EXERCISE 1 >> Return these rows word for word, starting at the line that contains "Give the mask of every instance of the pond." and ending at the last of the rows.

DOCUMENT EXCERPT >>
— START —
The decision interval is best explained by Fechner’s law (R2 Fechner: Speed = 0.52, Accuracy = 0.86). Using the drift rate and decision boundaries estimated from the fit of a Fechner diffusion model (see Methods) on the decision durations, we can predict the proportion of correct responses for each interval. This shows that the decision interval predicts the participants’ proportion of correct responses (Figure 4C) in accuracy (R2 = 0.83) but also in speed (R2 = 0.66) contrary to the behavioral fits (Figure 2).
Functional interpretation of the events
So far we have shown the congruence between the sequential events detected in the stimulus-response interval and known event-related potentials (ERPs): N40, P100, N200, LRP and CPP. We also showed that the contrast manipulation impacted the times between the identified EEG events (Figure 4 and Table 1) as expected by two century-old psychophysical laws. The dynamics of each event, both in relation to the contrast manipulation as well as their build-up can be instrumental in interpreting their functional role (O’Connell et al., 2012; Coles et al., 1985; Kelly et al., 2021). One traditional representation of the time-course of specific events is to draw the trial-averaged voltage time-course for a set of electrodes. Figure 5A represents, for three typical sets of electrodes (top panels), the average ERP for each Speed-Accuracy instruction and the contrast binned in 10 equally spaced bins. Gray lines show the average occurrence of the sequential events. To test for a significant effect of contrast we performed a non-parametric cluster-level paired t-test for the participant averaged time-series for low (< 50%) vs. high (> 50%) contrasts in both Speed-Accuracy instructions separately. This representation shows that there is an inversion of the contrast effect with higher contrasts having a higher amplitude on the electrodes associated with visual potentials in the first couple of deciseconds (left panel of Figure 5A) while parietal and frontal electrodes shows a higher amplitude for lower contrasts in later portions of the ERPs (middle and right panel of Figure 5A). Nevertheless identifying neural dynamics on these ERPs centered on stimulus is complicated by the time variation of the underlying single-trial events (see probabilities displayed in Figure 3 for an illustration and Burle et al., 2008, for a discussion). The likely impact of contrast on both amplitude and time on the underlying single-trial event does not allow to interpret the average ERP traces as showing an effect in one or the other dimension without strong assumptions (Luck, 2005). If, as estimated by the HMP method, we access the time of single-trial events we can instead time-lock electrode activity at the time of the event and analyze amplitude by controlling for time variation of the single-trial events.
— END —
EXERCISE 2 >> In one to three sentences, explain why the EEG excerpt says it is difficult to identify neural dynamics on ERPs centered on the stimulus.

EXCERPTED DATA >>
— START —
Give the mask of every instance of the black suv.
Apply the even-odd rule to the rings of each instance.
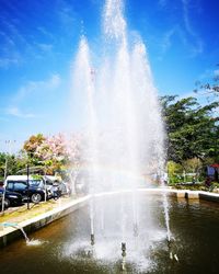
[[[0,205],[2,206],[2,198],[4,194],[4,189],[0,187]],[[16,192],[5,191],[4,195],[4,205],[9,206],[20,206],[23,203],[23,197],[21,194]]]
[[[7,191],[20,193],[23,199],[30,197],[31,202],[39,203],[45,199],[45,184],[42,180],[30,180],[28,185],[26,181],[9,180],[7,182]],[[46,191],[46,198],[50,195],[49,191]]]

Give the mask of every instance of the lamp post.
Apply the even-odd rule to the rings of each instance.
[[[28,169],[28,163],[27,163],[26,164],[27,209],[30,209],[30,183],[28,183],[28,176],[30,176],[30,169]]]
[[[9,163],[9,153],[11,155],[11,146],[12,142],[15,142],[15,140],[5,140],[5,145],[8,147],[7,153],[5,153],[5,164],[4,164],[4,175],[3,175],[3,195],[2,195],[2,215],[4,214],[4,201],[5,201],[5,192],[7,192],[7,174],[8,174],[8,163]]]

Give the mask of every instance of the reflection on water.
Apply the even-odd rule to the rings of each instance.
[[[111,204],[111,201],[108,203]],[[141,242],[147,242],[147,239],[141,237],[151,237],[147,233],[147,229],[150,228],[147,228],[146,222],[145,235],[139,239],[129,239],[127,273],[218,273],[219,205],[173,198],[169,198],[169,204],[170,226],[175,240],[173,249],[178,262],[170,260],[162,197],[146,195],[141,199],[141,214],[143,215],[143,208],[150,205],[147,212],[149,209],[153,216],[153,239],[150,239],[150,247],[147,247],[145,252],[135,253],[134,249],[141,247]],[[105,213],[107,212],[111,216],[110,207],[106,208]],[[119,221],[117,216],[114,217],[112,221],[117,227]],[[2,274],[120,273],[122,250],[118,229],[113,233],[103,232],[102,237],[95,239],[96,244],[92,250],[87,207],[30,237],[37,240],[26,246],[21,239],[0,251]]]

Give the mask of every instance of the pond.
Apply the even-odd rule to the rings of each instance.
— END —
EXERCISE OUTPUT 1 >>
Give the mask of every instance of the pond.
Apply the even-odd rule to the rings of each instance.

EXERCISE OUTPUT 2 >> The timing of the underlying single-trial events varies. Contrast likely affects both the amplitude and the timing of those events, so the averaged ERP traces cannot be read as showing an effect in one dimension or the other without strong assumptions.